● REQUIRED ACTIONS:
A. Answer these from the Sophos removal thread, one per line:
(i) Which removal tool could not even see Sophos?
(ii) What does the 'encryption' in Sophos Enterprise edition actually turn on?
(iii) In the steps that worked for HeadsUp, what is done right after turning off tamper protection?
B. Write the next post in the forum thread about removing Sophos, following on from the last post shown.

● PAGE:
==================================================

Is there software i can use to erase it without reformatting my entire drive ?

I have tried revo-uninstaller but there is still sophos files on the comp and they have locked folders and files and wont allow me to backup files to thumb drive or anything else.

I also tried Eset AV removal tool but that cant even see sophos.

How can i delete this garbage ?


----------



## Fireflycph (Apr 1, 2016)

Here's a link that describes how to remove the tamper resistance and, hopefully, how to remove it afterwards.

https://community.sophos.com/kb/en-us/124377


----------



## Couriant (Mar 26, 2002)

I don't think that is Sophos causing the issue. Sophos doesn't control your permissions to the folders.

Is this a personal computer or a work computer?


----------



## Fireflycph (Apr 1, 2016)

Couriant said:


> I don't think that is Sophos causing the issue. Sophos doesn't control your permissions to the folders.


No, you're right there. However it's not uncommon for a software to create certain folders using a hidden/encrypted account and thus preventing others from editing and/or deleting those. 99% of the time it'll be a AV software. And it's done so hackers, malware etc. can't take control of the system.


----------



## Couriant (Mar 26, 2002)

The reason I ask if this is work computer is that Sophos Enterprise edition does have 'encryption' -- which is really turning on Windows BitLocker in versions of Windows that has that ability. I doubt a free trial will have that ability, though these days who knows...

But BitLocker does not affect parts of the drive.. it's all or nothing and also the whole drive would not work if it failed the authentication ('unlocking the drive, etc). Plus not having permission to write sounds to me that the account permissions have been changed somehow.


----------



## HeadsUp (Jul 22, 2012)

The method that worked for me here is to log in to Sophos central > click devices tab at left > click on your device > click on tamper protection tab > click on tab to turn off tamper protection > reboot system > go to control panel > uninstall the program in the usual way.

==================================================

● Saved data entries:
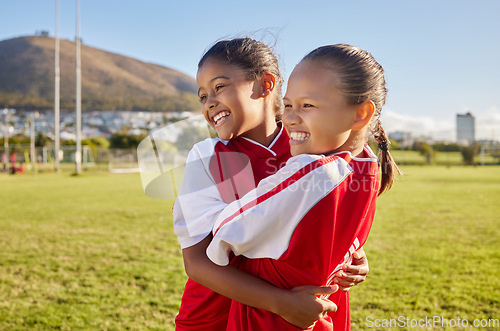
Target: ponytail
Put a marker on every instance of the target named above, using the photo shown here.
(388, 167)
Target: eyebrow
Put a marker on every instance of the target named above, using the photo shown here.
(216, 77)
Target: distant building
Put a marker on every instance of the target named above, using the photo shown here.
(466, 129)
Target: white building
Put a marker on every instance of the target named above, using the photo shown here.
(466, 132)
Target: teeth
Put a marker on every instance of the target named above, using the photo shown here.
(299, 135)
(220, 115)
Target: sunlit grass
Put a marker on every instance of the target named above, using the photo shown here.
(93, 252)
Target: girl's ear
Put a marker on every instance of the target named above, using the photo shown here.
(364, 114)
(268, 84)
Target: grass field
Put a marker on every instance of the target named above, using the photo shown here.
(93, 252)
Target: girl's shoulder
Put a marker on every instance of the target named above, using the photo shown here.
(205, 148)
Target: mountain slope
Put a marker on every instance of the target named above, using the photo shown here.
(109, 81)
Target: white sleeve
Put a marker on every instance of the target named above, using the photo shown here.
(261, 224)
(199, 201)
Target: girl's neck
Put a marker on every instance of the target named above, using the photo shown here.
(264, 133)
(354, 144)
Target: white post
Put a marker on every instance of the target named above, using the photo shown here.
(57, 84)
(483, 156)
(34, 115)
(6, 140)
(78, 155)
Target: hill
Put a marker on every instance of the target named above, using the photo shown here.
(109, 81)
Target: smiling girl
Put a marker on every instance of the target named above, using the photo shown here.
(240, 91)
(302, 224)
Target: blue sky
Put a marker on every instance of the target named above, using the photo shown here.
(440, 57)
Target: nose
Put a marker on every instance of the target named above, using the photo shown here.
(290, 116)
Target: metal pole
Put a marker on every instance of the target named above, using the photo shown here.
(57, 84)
(6, 140)
(78, 155)
(32, 142)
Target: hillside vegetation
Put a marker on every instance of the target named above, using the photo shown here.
(109, 81)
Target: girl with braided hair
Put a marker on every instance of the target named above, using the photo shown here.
(302, 225)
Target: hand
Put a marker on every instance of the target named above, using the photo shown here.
(303, 308)
(353, 274)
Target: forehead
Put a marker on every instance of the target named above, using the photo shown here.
(212, 68)
(312, 75)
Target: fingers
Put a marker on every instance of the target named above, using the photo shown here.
(359, 254)
(328, 306)
(361, 270)
(320, 290)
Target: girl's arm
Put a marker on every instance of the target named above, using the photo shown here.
(298, 306)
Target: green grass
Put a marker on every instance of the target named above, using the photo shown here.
(93, 252)
(434, 249)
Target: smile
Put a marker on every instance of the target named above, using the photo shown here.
(221, 117)
(299, 136)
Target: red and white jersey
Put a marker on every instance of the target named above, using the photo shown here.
(297, 228)
(217, 173)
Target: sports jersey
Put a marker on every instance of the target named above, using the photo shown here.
(297, 228)
(217, 173)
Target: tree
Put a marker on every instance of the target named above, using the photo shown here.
(41, 139)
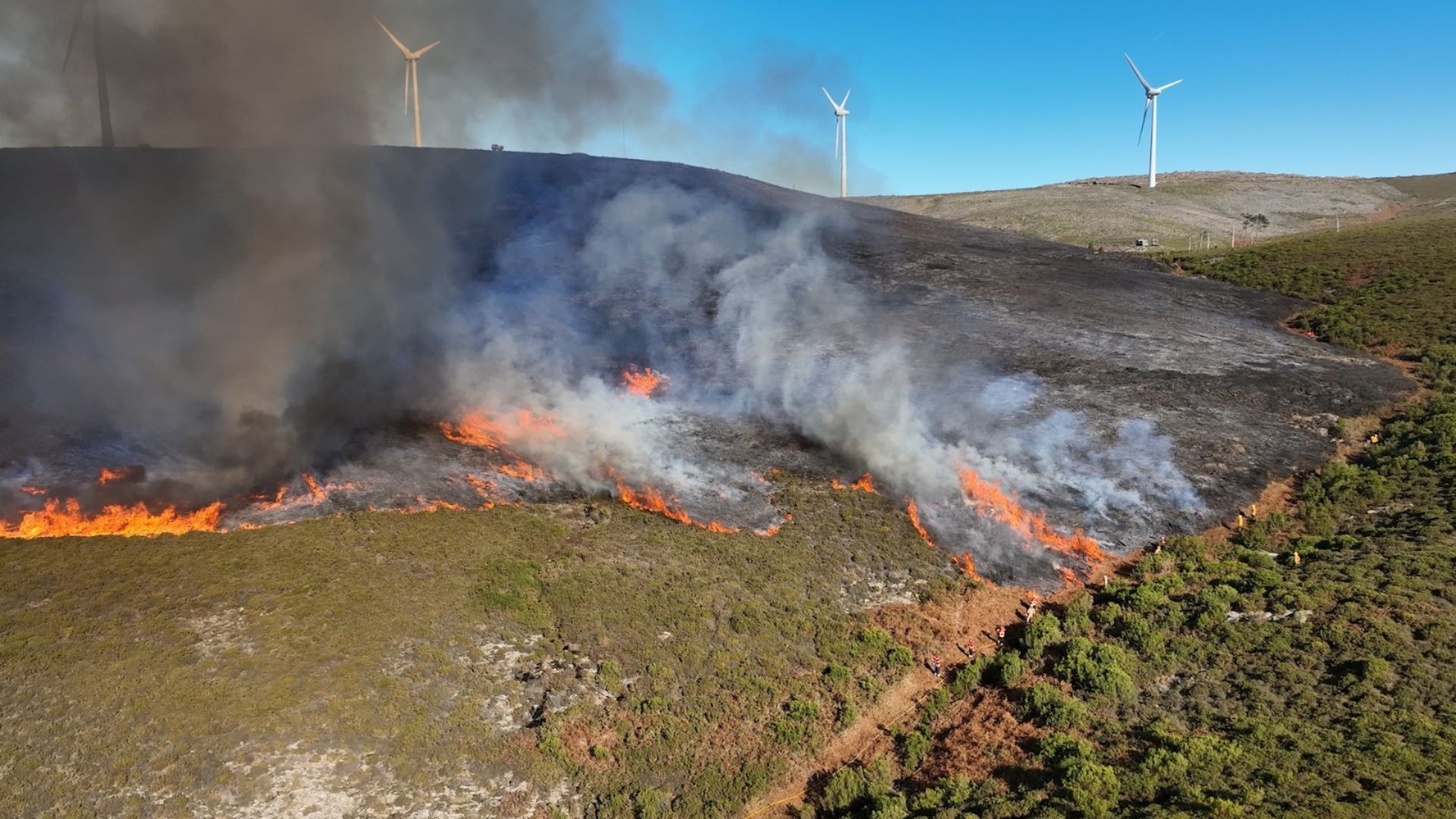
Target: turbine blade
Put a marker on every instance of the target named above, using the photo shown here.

==================================================

● RESULTS:
A.
(i) The Eset AV removal tool
(ii) Windows BitLocker
(iii) Rebooting the system

B.
That worked however its possible either that i was hacked because permissions to virtually everything was locked up , or Sophos locked up all my files for god only knows what reason . did they think they would sell me a solution ?

I made 7 requests to Sophos tech support , nothing they suggested came even close to working.

This is a business PC but i was using personal trial version.

settings in Temp files showed this entry below , i removed it along with all Sophos files , now everything is working and mysteriously i have an extra 60 Gb of space on my C drive..... 

Could this be a randon hacker or sourced a bit closer to the problem ?

Account Unknown ? (S-1-5-5-0-192973)


----------



## Couriant (Mar 26, 2002)

When the computer has (S-1-blah) as a user in the permissions, it means that the computer does not know who that is. So if that is your entry, then you can't do anything. 

I would find it hard pressed to blame Sophos, or even ask them for assistance. If the computer is joined to the company domain, it's possible that the computer lost communication to the server so it doesn't know your account, or someone deleted the user account from the domain.

Since I don't know your setup (i.e. how the computer was built, joined to a domain, etc.), I will go by the standard answer: Your I.T. department needs to fix the permissions.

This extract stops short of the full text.